Information given:
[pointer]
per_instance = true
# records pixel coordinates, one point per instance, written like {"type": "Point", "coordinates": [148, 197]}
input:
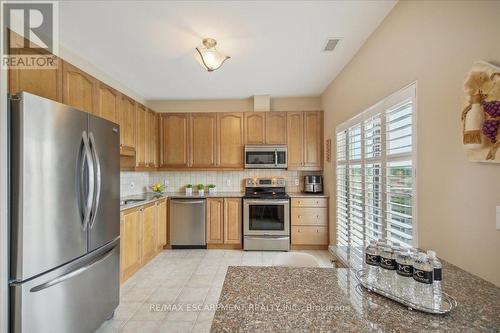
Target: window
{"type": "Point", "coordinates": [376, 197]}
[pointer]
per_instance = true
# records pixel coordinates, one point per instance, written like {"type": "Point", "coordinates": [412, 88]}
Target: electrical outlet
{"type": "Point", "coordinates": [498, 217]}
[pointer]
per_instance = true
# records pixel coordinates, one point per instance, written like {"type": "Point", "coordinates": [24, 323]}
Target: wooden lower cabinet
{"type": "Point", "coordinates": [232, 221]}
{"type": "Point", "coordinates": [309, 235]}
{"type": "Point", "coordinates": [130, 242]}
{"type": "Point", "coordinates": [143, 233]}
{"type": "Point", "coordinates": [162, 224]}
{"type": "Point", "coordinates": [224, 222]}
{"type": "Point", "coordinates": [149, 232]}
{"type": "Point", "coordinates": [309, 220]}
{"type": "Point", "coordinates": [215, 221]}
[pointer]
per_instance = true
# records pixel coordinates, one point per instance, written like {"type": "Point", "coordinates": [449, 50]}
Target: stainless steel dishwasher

What the task requires: Render every line of the records above as a JSON list of strings, one string per line, skipping blank lines and leaving the pictures out.

Written solution:
[
  "[pointer]",
  "per_instance = true",
  "# records pixel coordinates, one point per instance, written like {\"type\": \"Point\", \"coordinates\": [148, 197]}",
  "input:",
  "Target: window",
  "{\"type\": \"Point\", \"coordinates\": [376, 197]}",
  "[pointer]",
  "per_instance = true",
  "# records pixel coordinates, one point per instance, written like {\"type\": \"Point\", \"coordinates\": [412, 88]}",
  "Target: electrical outlet",
  "{\"type\": \"Point\", \"coordinates\": [498, 217]}",
  "[pointer]",
  "per_instance = true",
  "# records pixel coordinates, one point per instance, written like {\"type\": \"Point\", \"coordinates\": [24, 323]}",
  "Target: wooden lower cabinet",
  "{\"type\": \"Point\", \"coordinates\": [232, 221]}",
  "{\"type\": \"Point\", \"coordinates\": [309, 235]}",
  "{\"type\": \"Point\", \"coordinates\": [130, 242]}",
  "{\"type\": \"Point\", \"coordinates\": [143, 233]}",
  "{\"type\": \"Point\", \"coordinates\": [162, 224]}",
  "{\"type\": \"Point\", \"coordinates\": [224, 222]}",
  "{\"type\": \"Point\", \"coordinates\": [149, 232]}",
  "{\"type\": \"Point\", \"coordinates\": [309, 220]}",
  "{\"type\": \"Point\", \"coordinates\": [215, 221]}",
  "[pointer]",
  "per_instance = true",
  "# records pixel coordinates, one point per instance, written like {\"type\": \"Point\", \"coordinates\": [449, 50]}",
  "Target: stainless steel dishwasher"
]